*** Exercise materials ***

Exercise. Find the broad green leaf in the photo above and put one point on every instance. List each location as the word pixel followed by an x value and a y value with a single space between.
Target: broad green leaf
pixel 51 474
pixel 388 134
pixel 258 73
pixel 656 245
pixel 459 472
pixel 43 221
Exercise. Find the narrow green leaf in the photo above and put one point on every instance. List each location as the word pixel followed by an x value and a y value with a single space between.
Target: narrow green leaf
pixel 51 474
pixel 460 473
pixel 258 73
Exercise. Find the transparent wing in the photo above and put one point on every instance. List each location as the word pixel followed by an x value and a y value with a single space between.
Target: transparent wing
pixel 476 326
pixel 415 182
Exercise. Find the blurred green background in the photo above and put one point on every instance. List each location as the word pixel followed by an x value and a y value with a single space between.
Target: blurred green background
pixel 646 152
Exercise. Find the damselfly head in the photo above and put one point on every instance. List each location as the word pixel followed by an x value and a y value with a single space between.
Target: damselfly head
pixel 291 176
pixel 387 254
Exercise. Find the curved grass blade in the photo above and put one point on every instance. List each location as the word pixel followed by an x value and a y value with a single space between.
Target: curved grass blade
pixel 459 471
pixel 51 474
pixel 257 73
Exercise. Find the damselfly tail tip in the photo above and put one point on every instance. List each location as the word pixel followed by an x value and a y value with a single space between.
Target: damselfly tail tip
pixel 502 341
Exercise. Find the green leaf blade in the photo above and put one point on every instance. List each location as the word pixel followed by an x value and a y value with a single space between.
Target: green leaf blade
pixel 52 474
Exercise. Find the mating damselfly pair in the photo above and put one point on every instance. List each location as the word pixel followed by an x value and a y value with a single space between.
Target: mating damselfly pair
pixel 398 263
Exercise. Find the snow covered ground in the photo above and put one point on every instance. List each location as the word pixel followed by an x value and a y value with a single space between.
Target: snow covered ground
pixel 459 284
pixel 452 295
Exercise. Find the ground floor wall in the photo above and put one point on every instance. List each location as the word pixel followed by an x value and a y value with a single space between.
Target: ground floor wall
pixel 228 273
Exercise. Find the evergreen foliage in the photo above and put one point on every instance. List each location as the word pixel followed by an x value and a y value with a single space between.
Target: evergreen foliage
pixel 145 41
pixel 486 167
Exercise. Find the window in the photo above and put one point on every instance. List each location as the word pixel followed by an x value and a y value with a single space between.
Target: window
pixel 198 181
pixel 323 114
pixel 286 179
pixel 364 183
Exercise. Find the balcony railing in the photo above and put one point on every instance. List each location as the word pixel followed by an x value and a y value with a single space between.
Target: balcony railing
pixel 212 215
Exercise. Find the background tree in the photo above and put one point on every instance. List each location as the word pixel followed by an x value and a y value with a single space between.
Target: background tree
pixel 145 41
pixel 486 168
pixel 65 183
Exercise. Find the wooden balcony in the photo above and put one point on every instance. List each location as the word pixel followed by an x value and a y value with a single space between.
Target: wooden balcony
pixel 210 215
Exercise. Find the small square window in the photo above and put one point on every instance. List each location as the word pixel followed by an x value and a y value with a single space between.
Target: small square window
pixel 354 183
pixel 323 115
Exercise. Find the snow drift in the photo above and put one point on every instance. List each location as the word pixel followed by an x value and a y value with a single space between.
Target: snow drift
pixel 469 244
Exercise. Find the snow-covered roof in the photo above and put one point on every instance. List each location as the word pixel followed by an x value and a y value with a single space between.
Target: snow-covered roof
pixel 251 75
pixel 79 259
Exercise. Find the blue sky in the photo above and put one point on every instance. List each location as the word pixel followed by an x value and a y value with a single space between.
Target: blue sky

***

§ **Task details**
Print the lines starting at the one containing "Exercise. Find the snow covered" and ending at the one containing "pixel 228 273", with nothing changed.

§ **Final answer**
Exercise. Find the snow covered ground in the photo above and put one point on every instance. List each location as the word pixel followed by an x value and a y value with a single space between.
Target: snow covered ground
pixel 459 284
pixel 452 295
Exercise. Find the ground floor wall in the photo above and put one point on every instance. List each location as the word pixel followed by an x value and a y value with a single space between.
Target: ground floor wall
pixel 228 273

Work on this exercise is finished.